Print every entry exactly as written.

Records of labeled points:
▬▬▬▬▬▬
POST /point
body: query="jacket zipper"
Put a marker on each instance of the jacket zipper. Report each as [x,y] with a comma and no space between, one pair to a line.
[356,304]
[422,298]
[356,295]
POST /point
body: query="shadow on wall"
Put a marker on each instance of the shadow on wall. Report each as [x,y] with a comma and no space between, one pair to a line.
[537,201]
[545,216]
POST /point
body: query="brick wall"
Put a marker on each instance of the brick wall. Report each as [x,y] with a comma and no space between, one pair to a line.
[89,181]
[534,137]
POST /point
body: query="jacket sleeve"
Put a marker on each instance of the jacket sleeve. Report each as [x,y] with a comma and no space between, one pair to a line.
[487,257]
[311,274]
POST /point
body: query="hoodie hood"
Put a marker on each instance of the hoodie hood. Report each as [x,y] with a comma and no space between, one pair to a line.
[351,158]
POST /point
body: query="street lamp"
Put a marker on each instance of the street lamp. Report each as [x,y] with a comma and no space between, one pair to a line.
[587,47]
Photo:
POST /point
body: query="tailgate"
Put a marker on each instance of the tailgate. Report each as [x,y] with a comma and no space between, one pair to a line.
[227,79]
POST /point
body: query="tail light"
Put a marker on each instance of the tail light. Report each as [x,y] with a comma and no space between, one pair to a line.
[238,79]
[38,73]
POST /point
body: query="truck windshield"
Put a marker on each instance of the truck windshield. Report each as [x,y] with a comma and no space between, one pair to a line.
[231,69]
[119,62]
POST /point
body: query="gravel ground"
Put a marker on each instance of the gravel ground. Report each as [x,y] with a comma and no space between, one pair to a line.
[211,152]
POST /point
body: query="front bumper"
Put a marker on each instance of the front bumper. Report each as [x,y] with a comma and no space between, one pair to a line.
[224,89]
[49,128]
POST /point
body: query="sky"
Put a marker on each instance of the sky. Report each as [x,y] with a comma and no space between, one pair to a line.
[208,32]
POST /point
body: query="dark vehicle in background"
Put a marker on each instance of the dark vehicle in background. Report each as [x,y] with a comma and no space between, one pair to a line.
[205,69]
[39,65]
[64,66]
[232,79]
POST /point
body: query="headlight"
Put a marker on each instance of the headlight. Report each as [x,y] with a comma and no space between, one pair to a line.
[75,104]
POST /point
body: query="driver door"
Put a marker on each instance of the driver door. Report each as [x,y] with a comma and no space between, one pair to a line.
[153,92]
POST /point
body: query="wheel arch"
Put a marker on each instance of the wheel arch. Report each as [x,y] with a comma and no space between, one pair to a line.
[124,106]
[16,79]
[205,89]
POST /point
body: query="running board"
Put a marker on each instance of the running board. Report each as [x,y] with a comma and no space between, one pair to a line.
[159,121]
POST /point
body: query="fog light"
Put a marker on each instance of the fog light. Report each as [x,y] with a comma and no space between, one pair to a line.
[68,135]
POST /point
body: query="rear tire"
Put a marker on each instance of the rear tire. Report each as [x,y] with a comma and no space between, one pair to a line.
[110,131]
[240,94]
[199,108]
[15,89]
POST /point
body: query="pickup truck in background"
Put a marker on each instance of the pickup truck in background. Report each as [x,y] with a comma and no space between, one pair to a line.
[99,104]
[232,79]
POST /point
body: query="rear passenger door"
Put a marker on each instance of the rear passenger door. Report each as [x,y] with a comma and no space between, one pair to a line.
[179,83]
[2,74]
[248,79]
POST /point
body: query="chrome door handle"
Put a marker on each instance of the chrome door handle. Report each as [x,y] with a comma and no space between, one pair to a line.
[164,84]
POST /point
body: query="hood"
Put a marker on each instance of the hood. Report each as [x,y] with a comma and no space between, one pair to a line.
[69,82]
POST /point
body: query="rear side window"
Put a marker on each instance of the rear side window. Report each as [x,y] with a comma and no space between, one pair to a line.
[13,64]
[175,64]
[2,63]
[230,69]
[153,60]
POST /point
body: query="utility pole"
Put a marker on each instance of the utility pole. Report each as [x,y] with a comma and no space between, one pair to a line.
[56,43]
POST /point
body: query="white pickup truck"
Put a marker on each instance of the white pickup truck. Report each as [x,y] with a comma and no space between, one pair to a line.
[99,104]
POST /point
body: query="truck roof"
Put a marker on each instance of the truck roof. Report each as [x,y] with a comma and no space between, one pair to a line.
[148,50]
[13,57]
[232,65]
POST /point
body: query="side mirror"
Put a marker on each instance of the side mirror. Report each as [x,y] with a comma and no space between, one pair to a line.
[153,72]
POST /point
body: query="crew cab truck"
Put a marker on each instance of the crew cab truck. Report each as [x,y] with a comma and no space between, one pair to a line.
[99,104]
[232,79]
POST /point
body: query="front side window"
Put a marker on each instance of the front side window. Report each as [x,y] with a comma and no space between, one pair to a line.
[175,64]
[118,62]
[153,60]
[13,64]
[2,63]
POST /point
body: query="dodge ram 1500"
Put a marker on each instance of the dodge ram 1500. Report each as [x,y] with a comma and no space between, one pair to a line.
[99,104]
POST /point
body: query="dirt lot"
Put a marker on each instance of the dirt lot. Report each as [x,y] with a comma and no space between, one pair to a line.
▬▬▬▬▬▬
*RESULT OF THIS EXERCISE:*
POST /point
body: query="jacket zipper"
Put a marker on each instance of the jacket zipper. Report each as [x,y] with a comma and no space between, one pair to a line.
[356,304]
[422,298]
[356,295]
POST /point
body: query="shadow on wall"
Put a marker on each instance of the shadow on wall. Report each as [x,y] with a comma and no space between, one pair to a line.
[537,201]
[545,216]
POST /point
body: query="brick wall"
Put a marker on each instance of the brick wall. Report each as [x,y] with a comma and no space between, one pair to a line.
[89,181]
[534,137]
POST /point
body: query="jacket sleeve"
Put a marker on each instance of the jacket sleeve. Report each as [x,y] with a comma and no space between, one pair to a line.
[487,257]
[311,274]
POST /point
body: query="hoodie hood"
Put a marker on each instance of the hoodie hood. Report each as [x,y] with a comma and no space between, one pair to a line.
[351,158]
POST /point
body: query="street lamp"
Put a marker on each instance of the street lamp. Report each as [x,y] with a comma and no space between, one pair to a line.
[587,47]
Photo:
POST /point
body: query="tailgate"
Put a marker on each instance of the tailgate. Report each as [x,y] with a comma and no space between, one pair to a line.
[227,79]
POST /point
body: query="tail light"
Put a marker on each instance of the tail light. Report each as [x,y] with a comma and no space between, one pair to a line.
[238,79]
[38,73]
POST /point
body: query="truck windshield"
Put a marker on each instance of the truck windshield. Report each as [x,y] with a comma and no space between, one pair to a line.
[231,69]
[119,62]
POST /point
body: query="gravel ground"
Put a marker on each instance of the gravel ground. Report each as [x,y] with a comma and no space between, one pair to a line.
[211,152]
POST /point
body: query="front bumper"
Put a marker on each instance of the front bumper. Report each as [x,y] with a comma and no space between, one pair to a line.
[224,89]
[49,128]
POST /point
body: query="sky"
Put a marker on each instance of the sky. Report each as [x,y] with a comma and no space between, one pair to a line.
[208,32]
POST /point
body: query="dark vehicle in background"
Put a marker on each instance of the dark vehicle in background. Report each as [x,y] with a comma and no space between, one pair to a line.
[205,69]
[39,65]
[64,66]
[232,79]
POST /point
body: query="headlight"
Put a marker on each instance of the headlight. Report each as [x,y] with a comma and no space between, one pair to a line.
[75,104]
POST /point
body: query="driver door"
Put a marker on each instance of the driver door. Report each as [x,y] with a comma and no space between, one pair to a line.
[153,92]
POST /point
body: query="wheel arch"
Put a marker on each instance of the wheel arch. Report each as [x,y] with a comma and no space between, one pair to a line.
[124,106]
[16,79]
[205,89]
POST /point
body: query="running board"
Put a marker on each instance of the running board. Report each as [x,y] with a comma and no space between, one pair to a line.
[159,121]
POST /point
body: query="fog light"
Put a marker on each instance of the fog light. Report each as [x,y] with a comma and no space between, one pair to a line.
[68,135]
POST /point
body: query="rear tire"
Put a marker on each instance of the rear tire. Report each as [x,y] with a comma and no space between, one pair to a line.
[110,131]
[240,94]
[199,108]
[15,89]
POST /point
body: query="pickup truck in background"
Put a marker on each instance of the pickup truck in background. Report each as [x,y] with a comma and no space between, one pair to a line.
[99,104]
[232,79]
POST /point
body: query="rear passenger door"
Put a marker on each instance of the rear passenger door. Report each as [x,y] with a comma and no space between, one pair to a line.
[179,83]
[2,74]
[248,79]
POST /point
body: query="chrome door handle"
Put a marker on each instance of the chrome door handle. Report each as [x,y] with a comma and no space between, one pair to a line.
[164,84]
POST /point
body: query="hood"
Put a marker on each instance of the hood. Report each as [x,y] with a comma and no space between, one pair to a line.
[69,82]
POST /point
body: query="rear side window"
Put a marker on each instance of the rear side window. Report each as [x,y] with a comma and no space between, one pair to a line.
[13,64]
[175,64]
[2,63]
[230,69]
[153,60]
POST /point
body: query="utility pole"
Put a marker on each instance of the utility pole. Report each as [x,y] with a comma and no space between, one pair to a line.
[56,43]
POST /point
body: query="white pickup truck"
Put a marker on each instance of the white pickup truck. Report each as [x,y] with a comma and no space between, one pair to a line.
[99,104]
POST /point
body: query="truck roof"
Put a marker on each instance of the truck roof. Report each as [x,y] with a comma and no space between, one pair to a line.
[148,50]
[13,57]
[232,65]
POST /point
body: query="side mirror"
Put a marker on each instance of the side mirror. Report each as [x,y] with a comma and no space between, one pair to a line.
[153,72]
POST /point
body: query="crew cab truck"
Put a marker on each instance of the crew cab truck. Report each as [x,y] with a comma and no space between, one pair to a line.
[99,104]
[232,79]
POST /point
body: query="front side window"
Put a marker on each instance of the front side window. Report each as [x,y] with a comma and no space between, one pair to a line.
[175,64]
[118,62]
[153,60]
[13,64]
[2,63]
POST /point
body: query="dodge ram 1500"
Put a marker on each instance of the dodge ram 1500. Report each as [x,y] with a comma and no space between, one pair to a line.
[99,104]
POST /point
body: query="dirt lot"
Put a marker on each instance of the dirt lot. Report each as [x,y] with a comma and no space between, one pair to a line.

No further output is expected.